### Brief:
Your copy of the data below must be exact and must leave out all pictures.
____________________
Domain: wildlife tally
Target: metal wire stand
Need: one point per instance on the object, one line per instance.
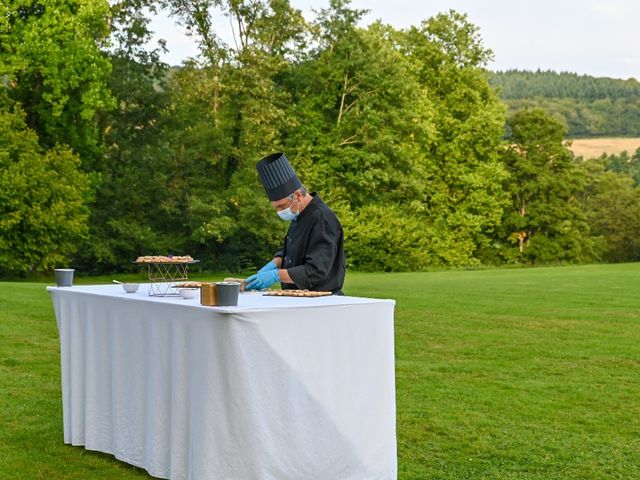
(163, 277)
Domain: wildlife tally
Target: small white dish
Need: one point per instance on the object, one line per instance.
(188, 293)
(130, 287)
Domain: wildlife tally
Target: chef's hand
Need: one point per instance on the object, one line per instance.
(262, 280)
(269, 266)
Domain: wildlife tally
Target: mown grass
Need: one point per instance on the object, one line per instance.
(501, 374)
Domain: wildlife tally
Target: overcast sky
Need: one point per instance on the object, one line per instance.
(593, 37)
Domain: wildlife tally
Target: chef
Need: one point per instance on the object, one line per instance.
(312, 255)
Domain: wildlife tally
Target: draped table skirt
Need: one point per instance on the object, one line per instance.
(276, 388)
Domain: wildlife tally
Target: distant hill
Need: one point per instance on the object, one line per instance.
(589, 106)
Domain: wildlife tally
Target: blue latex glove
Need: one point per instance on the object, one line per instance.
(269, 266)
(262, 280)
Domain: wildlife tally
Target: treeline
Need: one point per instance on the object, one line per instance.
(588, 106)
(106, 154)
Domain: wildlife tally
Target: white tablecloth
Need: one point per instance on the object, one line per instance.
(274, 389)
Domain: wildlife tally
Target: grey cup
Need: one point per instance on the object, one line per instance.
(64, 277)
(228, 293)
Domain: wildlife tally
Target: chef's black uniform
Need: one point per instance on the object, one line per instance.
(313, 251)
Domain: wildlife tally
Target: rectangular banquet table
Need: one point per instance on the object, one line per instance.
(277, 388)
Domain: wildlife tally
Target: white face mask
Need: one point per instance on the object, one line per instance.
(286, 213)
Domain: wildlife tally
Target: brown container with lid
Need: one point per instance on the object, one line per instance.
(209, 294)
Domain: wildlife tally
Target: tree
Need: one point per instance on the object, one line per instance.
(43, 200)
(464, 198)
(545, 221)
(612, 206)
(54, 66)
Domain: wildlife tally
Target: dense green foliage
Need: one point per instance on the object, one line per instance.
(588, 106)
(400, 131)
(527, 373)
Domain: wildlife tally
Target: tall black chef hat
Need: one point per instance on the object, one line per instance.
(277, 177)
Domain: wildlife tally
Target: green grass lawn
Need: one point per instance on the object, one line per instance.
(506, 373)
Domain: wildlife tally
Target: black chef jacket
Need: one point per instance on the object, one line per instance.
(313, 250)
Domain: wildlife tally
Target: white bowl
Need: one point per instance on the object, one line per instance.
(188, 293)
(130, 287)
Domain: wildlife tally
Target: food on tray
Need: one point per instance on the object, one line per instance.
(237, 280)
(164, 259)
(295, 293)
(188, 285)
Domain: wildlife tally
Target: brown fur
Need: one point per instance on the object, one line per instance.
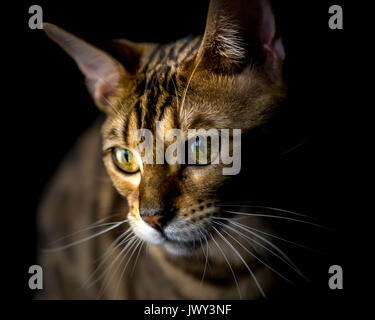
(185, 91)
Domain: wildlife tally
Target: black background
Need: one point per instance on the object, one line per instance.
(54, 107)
____________________
### Solution:
Domain: wildlife tally
Target: metal wire stand
Need: one point per instance on the object, one line per instance.
(163, 277)
Domain: wildlife tally
Target: small white dish
Need: one point per instance on the object, one line per instance.
(188, 293)
(130, 287)
Domain: wildlife tally
Target: chef's hand
Need: one point per instance on the object, one line per instance.
(262, 280)
(269, 266)
Domain: wildlife tally
Target: mown grass
Need: one point per instance on the object, one line per instance.
(501, 374)
Domain: wildlife tally
Target: overcast sky
Need: one point per instance on the object, one line per instance.
(593, 37)
Domain: wildlife tally
Target: chef
Need: one point per instance on the object, one line per instance.
(312, 255)
Domain: wildlife tally
Target: draped table skirt
Need: one point per instance on the object, one line per instance.
(276, 388)
Domain: wildlife tally
Target: distant hill
Need: one point per instance on the object, one line per instance.
(589, 106)
Domain: wildlife tally
Target: blue latex glove
Need: one point per instance on the object, one line per instance.
(269, 266)
(262, 280)
Domain: wildlife tally
Target: treeline
Need: one point per instance on the object, one line per instance.
(588, 106)
(106, 154)
Domain: wildlife tally
Target: white tablecloth
Need: one point per instance on the object, one line per instance.
(274, 389)
Domain: wildlife tally
Target: grey cup
Need: one point per instance on the object, one line per instance.
(64, 277)
(228, 293)
Domain: wildlife tally
Target: chef's black uniform
Need: one point per instance on the object, one line per instance.
(313, 251)
Domain: wildlife tally
Target: rectangular banquet table
Need: one point per instance on the object, one line per instance.
(277, 388)
Domain: wildlife tally
Target: white face mask
Need: one point per instance on the object, one line per instance.
(286, 213)
Domain: wildlife tally
Target: brown container with lid
Need: one point per instance on the object, one line per instance.
(209, 294)
Domain: wildlife tally
Target: tree
Need: one point per instance on the object, one line per instance.
(43, 200)
(464, 198)
(545, 221)
(612, 206)
(54, 66)
Domain: wildlife tally
Target: dense green foliage
Need: one point per instance on the object, one line per instance.
(588, 106)
(400, 131)
(527, 373)
Domain: wildlife tally
Target: tall black chef hat
Need: one point per instance on the object, one line per instance.
(277, 177)
Domain: wildlife tally
Target: green grass lawn
Need: one point per instance on the object, one line per instance.
(506, 373)
Domain: wildlife tally
Target: black chef jacket
Need: one point per instance on the object, one line per instance.
(313, 250)
Domain: wildlife tally
Target: white bowl
Need: one point per instance on the object, one line per instance.
(188, 293)
(130, 287)
Domain: wildlife tally
Target: food on tray
Need: one point per instance on the object, one line per instance.
(237, 280)
(164, 259)
(295, 293)
(188, 285)
Domain: wildlife tally
Target: brown fur
Need: one point per instance on the object, one line per instance.
(185, 91)
Domain: wildlife tally
Target: black background
Need: one point per instance on the object, one line per instance.
(54, 107)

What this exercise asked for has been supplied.